With the news that federal officials are recommending the early release of Massachusetts imprisoned former House Speaker Sal DiMasi, WGBH Morning Edition host Bob Seay discussed the request with WGBH’s Emily Rooney, who is closely following the case.

Bob Seay:  Sal DiMasi has been suffering from cancer of the mouth and prostate. He was convicted of corruption charges in 2011 and sentenced to eight years in prison, but his family has been pushing for “compassionate release.”  Good Morning Emily.

Emily Rooney: Good Morning Bob.

BS: So DiMasi isn't scheduled for release until November of 2018, but this request has been circulating for years. Who made the request?

ER: Well, actually the Bureau of Prisons is makes the request even though the family and his attorneys had been pushing for it. It really has to come from the Bureau of Prisons and then it goes through federal prosecutors here, and then prosecutors here including Carmen Ortiz U.S. Attorney passed on it, they approved it and now it goes to Judge Mark Wolf, who was the original person who sentenced him. And if Wolfe approves it, DiMasi will be released immediately.

BS: How sick is DiMasi?

□ □ □

**To do:**
[a] In the interview transcript on Sal DiMasi's possible early release, which judge must now rule on the request?
[b] Pick up the interview transcript on Sal DiMasi's possible early release after its final line and continue it.

[Stored items]
□ □ □

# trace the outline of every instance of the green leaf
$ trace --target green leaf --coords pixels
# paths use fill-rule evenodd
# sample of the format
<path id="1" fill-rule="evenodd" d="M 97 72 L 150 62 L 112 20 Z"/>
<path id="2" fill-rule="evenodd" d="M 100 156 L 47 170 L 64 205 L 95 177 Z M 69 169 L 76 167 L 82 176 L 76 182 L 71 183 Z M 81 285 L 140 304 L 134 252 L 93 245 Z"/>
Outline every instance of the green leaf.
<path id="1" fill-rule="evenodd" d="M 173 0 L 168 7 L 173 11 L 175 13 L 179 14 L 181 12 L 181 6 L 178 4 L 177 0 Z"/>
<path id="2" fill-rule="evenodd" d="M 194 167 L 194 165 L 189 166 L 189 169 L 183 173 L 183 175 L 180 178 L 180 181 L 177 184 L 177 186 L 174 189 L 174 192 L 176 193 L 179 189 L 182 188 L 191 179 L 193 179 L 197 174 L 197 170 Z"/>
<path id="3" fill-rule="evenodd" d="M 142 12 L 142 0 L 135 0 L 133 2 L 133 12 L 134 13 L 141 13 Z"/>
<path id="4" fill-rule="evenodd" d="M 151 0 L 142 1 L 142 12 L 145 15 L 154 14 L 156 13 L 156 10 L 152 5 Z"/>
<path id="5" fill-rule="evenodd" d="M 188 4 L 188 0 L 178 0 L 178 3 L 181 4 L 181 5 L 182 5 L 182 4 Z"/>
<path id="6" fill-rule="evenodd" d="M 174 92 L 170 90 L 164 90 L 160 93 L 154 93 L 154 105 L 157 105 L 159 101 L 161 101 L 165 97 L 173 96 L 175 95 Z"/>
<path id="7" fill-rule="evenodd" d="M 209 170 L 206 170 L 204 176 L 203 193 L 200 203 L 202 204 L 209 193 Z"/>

□ □ □

**Task responses:**
[a] Judge Mark Wolf, who originally sentenced DiMasi.

[b]
ER: You know, he's really not doing well at all. I’m friends with his wife Deborah DiMasi, and the biggest problem with Bob is that he can't eat. His saliva glands have been severely compromised so he uses packages of mustard and ketchup and mayonnaise to get food down. He can only eat small bites at a time. I mean, when I actually had a brief phone conversation with him almost two years ago... he had lost 40 pounds then. So he was a big guy. He's over six feet and he's lost a lot of weight even since then, so eating is a problem for him.

BS:  Now generally how difficult is it to get early release and how sick does one have to be?

ER: They just changed the rulings on this. For prisoners that are over a certain age and have served more than half of their time and are sick. So it used to be they only released maybe two dozen or three dozen a year out of 220,000 people who are in federal prison. But they changed, the Bureau of Prisons change the guidelines on this to include people that are old. He's not really old, he's 71, but... DiMasi now qualifies in that category. He was going to be released one year earlier than the eight-year term anyway because of good behavior and all that. But so he’s served five years. He will have his sentence reduced by two.

BS: And how quickly can the judge make a decision?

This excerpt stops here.